▶ **EXCERPT PROVIDED**:
((
The advantage of this Glacier Directory data model is that it simplifies greatly the data transfer between tasks. The single mandatory argument of most OGGM commands will allways be a glacier directory. With the glacier directory, each OGGM task will find the input it needs: for example, both the glacier’s topography and outlines are needed for the next plotting function, and both are available via the gdir argument:

from oggm import graphics
graphics.plot_domain(gdir, figsize=(6, 5))
../../_images/9678ba18221909b02e74bae4859b7553f5eb344145fbac7fa2f45f4d20253519.png

Another advantage of glacier directories is their persistence on disk: once created, they can be recovered from the same location by using init_glacier_directories again, but without keyword arguments:

# Fetch the LOCAL pre-processed directories - note that no arguments are used!
gdirs = workflow.init_glacier_directories(rgi_ids)
2024-08-25 21:07:10: oggm.workflow: Execute entity tasks [GlacierDirectory] on 2 glaciers

See the store_and_compress_glacierdirs tutorial for more information on glacier directories and how to use them for operational workflows.
))
▶ **RECORDED DATA**:
((
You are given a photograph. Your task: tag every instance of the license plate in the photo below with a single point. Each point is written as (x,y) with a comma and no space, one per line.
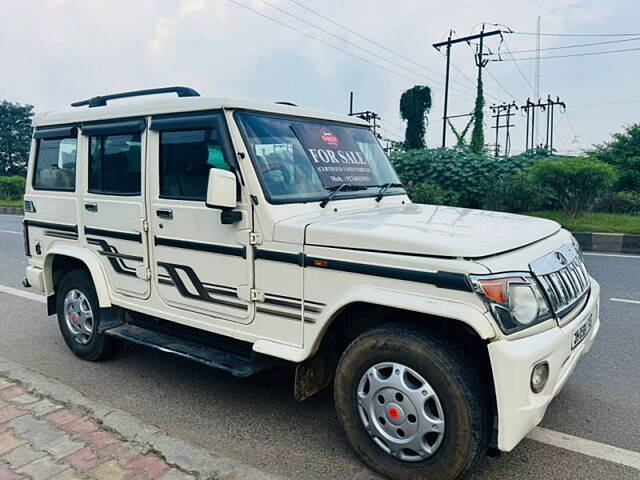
))
▶ **INSTRUCTION**:
Carry on the excerpt about OGGM glacier directories, starting after its closing sentence.

▶ **RESULT FOR THIS TASK**:
Accessing data in the preprocessed directories#

Glacier directories are the central object for model users and developpers to access data for this glacier. Let’s say for example that you would like to retrieve the climate data that we have prepared for you. You can ask the glacier directory to tell you where this data is:

gdir.get_filepath('climate_historical')
'/tmp/OGGM/OGGM-GettingStarted-10m/per_glacier/RGI60-11/RGI60-11.01/RGI60-11.01328/climate_historical.nc'

One can then use familiar tools to read and process the data further:

import xarray as xr
import matplotlib.pyplot as plt
# Open the file using xarray
with xr.open_dataset(gdir.get_filepath('climate_historical')) as ds:
    ds = ds.load()
# Plot the data
ds.temp.resample(time='YS').mean().plot(label=f'Annual temperature at {int(ds.ref_hgt)}m a.s.l.');
ds.temp.resample(time='YS').mean().rolling(time=31, center=True, min_periods=15).mean().plot(label='30yr average');
plt.legend();
../../_images/7f18ba3bf7df30614b022d3354ef76d417f77a568fab3bf5316f35a3b311cf4a.png

As a result of the processing workflow the glacier directories can store many more files. If you are interested, you can have a look at the list:

import os
print(os.listdir(gdir.dir))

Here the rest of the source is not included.